[Start of Attachment]

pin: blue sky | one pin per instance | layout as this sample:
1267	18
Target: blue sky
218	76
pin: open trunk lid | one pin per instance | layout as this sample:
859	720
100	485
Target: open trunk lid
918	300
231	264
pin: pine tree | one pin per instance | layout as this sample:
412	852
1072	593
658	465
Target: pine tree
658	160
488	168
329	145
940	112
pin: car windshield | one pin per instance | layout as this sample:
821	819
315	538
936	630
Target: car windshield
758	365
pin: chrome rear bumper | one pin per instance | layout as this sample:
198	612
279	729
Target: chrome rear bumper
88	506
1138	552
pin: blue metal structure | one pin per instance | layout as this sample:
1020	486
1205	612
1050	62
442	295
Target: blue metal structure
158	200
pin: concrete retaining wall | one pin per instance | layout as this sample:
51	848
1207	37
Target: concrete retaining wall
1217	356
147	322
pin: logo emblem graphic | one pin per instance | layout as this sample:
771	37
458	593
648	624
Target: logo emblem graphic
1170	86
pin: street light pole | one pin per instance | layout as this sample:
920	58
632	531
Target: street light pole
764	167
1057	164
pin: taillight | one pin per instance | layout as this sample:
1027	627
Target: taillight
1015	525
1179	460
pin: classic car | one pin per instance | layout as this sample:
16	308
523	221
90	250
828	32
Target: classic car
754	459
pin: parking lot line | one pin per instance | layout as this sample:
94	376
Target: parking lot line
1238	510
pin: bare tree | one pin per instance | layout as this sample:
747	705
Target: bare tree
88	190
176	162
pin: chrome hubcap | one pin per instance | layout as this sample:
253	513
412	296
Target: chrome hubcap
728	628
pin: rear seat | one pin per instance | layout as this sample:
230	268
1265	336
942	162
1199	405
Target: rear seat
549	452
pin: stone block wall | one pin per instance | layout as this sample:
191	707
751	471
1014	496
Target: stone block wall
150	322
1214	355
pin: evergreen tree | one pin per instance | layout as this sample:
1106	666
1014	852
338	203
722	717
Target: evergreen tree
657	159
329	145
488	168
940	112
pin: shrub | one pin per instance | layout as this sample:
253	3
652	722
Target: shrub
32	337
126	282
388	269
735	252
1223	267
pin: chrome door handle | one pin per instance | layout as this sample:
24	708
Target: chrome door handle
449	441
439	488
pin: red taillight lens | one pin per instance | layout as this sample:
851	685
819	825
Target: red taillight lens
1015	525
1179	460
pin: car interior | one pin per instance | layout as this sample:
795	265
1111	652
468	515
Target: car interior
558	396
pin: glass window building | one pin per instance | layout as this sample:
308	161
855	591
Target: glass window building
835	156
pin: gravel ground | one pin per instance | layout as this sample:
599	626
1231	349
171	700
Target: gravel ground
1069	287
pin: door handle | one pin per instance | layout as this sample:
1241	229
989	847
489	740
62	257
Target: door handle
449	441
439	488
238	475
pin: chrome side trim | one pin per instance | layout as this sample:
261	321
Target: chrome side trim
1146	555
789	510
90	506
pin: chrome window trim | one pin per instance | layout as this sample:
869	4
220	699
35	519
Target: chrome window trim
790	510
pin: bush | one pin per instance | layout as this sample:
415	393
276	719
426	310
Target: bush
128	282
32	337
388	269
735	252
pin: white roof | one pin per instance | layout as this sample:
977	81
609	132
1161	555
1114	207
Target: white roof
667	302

[End of Attachment]

→ EXERCISE DESCRIPTION
Reproduce the lines from the one with "pin: red taillight" to the end of the data exactly, leaving out every earlier line.

→ WRITTEN ANSWER
pin: red taillight lens | one pin per instance | layout as this sample:
851	685
819	825
Target: red taillight lens
1015	525
1179	460
pin: car interior | one pin per instance | layout as this sample:
795	265
1111	652
468	515
Target: car interior
558	396
pin: glass window building | one pin per instance | layout as this sample:
308	161
855	591
Target: glass window building
835	156
pin: gravel ground | one pin per instance | layout as this sample:
599	626
1231	349
171	700
Target: gravel ground
1069	287
pin: door handle | one pin per instance | layout as this sample:
1241	229
989	847
489	740
62	257
Target: door handle
449	441
439	488
238	475
pin: chrome side trim | one pin per instance | layout as this sample:
261	321
Target: chrome side trim
1146	555
789	510
90	506
pin: chrome window trim | one pin per instance | layout as this sample:
869	4
220	699
35	519
Target: chrome window trim
790	510
pin: bush | one pin per instance | layout as this sample:
415	393
276	719
426	310
Target: bush
128	282
32	337
388	269
735	252
pin: white roof | one pin per instance | layout as this sample:
977	81
609	132
1161	555
1114	207
Target: white roof
667	302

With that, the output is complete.